# Enunciado
De acordo com a página, quais lugares distantes os Apóstolos e seus discípulos alcançaram?

Primeiro, repare que, conforme os Evangelhos, Jesus pregou, oralmente e com seus gestos e sua vida, e mandou pregar. E nós vemos nos Atos dos Apóstolos a mesma atitude: os Apóstolos e discípulos pregando, oralmente (“disputava na sinagoga com os judeus e religiosos, e todos os dias na praça com os que se apresentavam”, At 17, 17) e mediante o exemplo de suas vidas (“vós mesmos sabeis como convém imitar-nos, pois que não nos houvemos desordenadamente entre vós”, 2 Ts 3, 7; e ainda “Sede meus imitadores, como também eu, de Cristo”, 1 Co 11, 1).
Repare também que em nenhum momento, quer nas narrativas dos Evangelhos, quer na narrativa dos Atos dos Apóstolos, menciona-se que Nosso Senhor Jesus Cristo, ou algum dos Apóstolos, ou seus discípulos, escrevia seus ensinamentos (algo como “tal apóstolo retirou-se voluntariamente a um lugar reservado, de onde escrevia seus ensinamentos e os enviava aos discípulos e igrejas etc.”). Isso não acontece porque eles, os Apóstolos e discípulos, nada tenham escrito, nem que seus escritos não fossem importantes.
Essa omissão, então, deve ser vista como decorrente de ser a escrita desses documentos uma atividade secundária para os próprios Apóstolos, em relação à pregação direta, pessoal e oral. Desse modo, dedicaram-se a escrever apenas em segundo plano, e por força das circunstâncias, quando a pregação pessoal e oral não era possível.
De fato, os Apóstolos pregaram como Jesus havia pregado, e não ficaram em escritórios escrevendo tratados, cartas e panfletos a serem levados aos lugares mais distantes. Eles cumpriram o mandamento de Nosso Senhor Jesus Cristo indo pregar a todas nações. E sabemos que eles e seus discípulos chegaram a lugares distantes como a Índia, a Rússia e até mesmo à China.

# Dados disponíveis
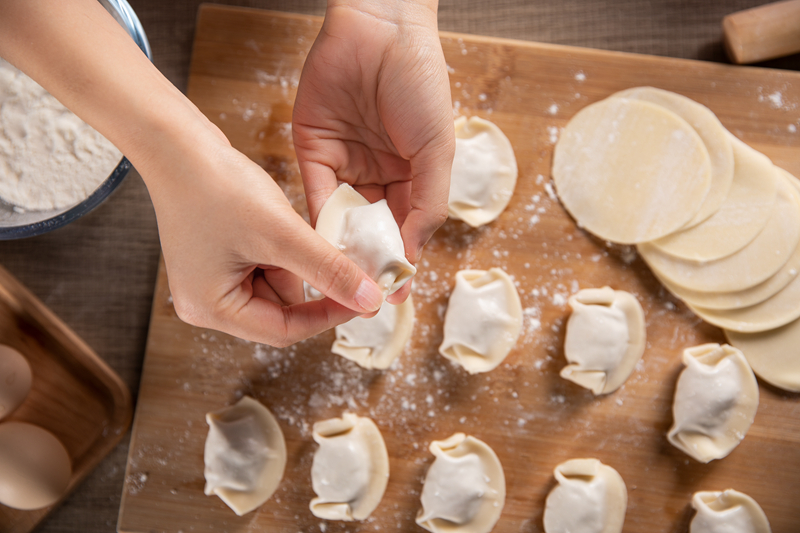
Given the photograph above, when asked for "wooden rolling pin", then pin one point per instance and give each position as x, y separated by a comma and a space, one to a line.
762, 33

# Resposta escrita
A Índia, a Rússia e até mesmo a China.